▶ Directive:
Recast each line of the records below as a Markdown table with two columns, Row for the line's number and Line for its text, and omit any blank lines. Leave the pictures out of the table.

▶ Available records:
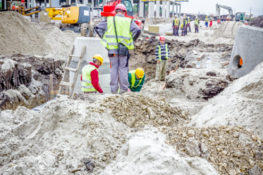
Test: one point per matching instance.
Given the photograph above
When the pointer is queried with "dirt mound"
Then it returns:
(20, 36)
(227, 29)
(238, 105)
(24, 80)
(232, 150)
(147, 153)
(180, 53)
(258, 22)
(197, 83)
(136, 110)
(58, 139)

▶ Final result:
| Row | Line |
|---|---|
| 1 | Test: one point per matching instance. |
| 2 | Given the photograph above |
| 3 | When the pointer is queried with "dirt mound" |
| 4 | Then it returns: |
| 5 | (20, 36) |
| 6 | (227, 29) |
| 7 | (238, 105) |
| 8 | (24, 80) |
| 9 | (232, 150) |
| 10 | (147, 153) |
| 11 | (180, 53) |
| 12 | (258, 22) |
| 13 | (197, 83) |
| 14 | (136, 110) |
| 15 | (58, 139) |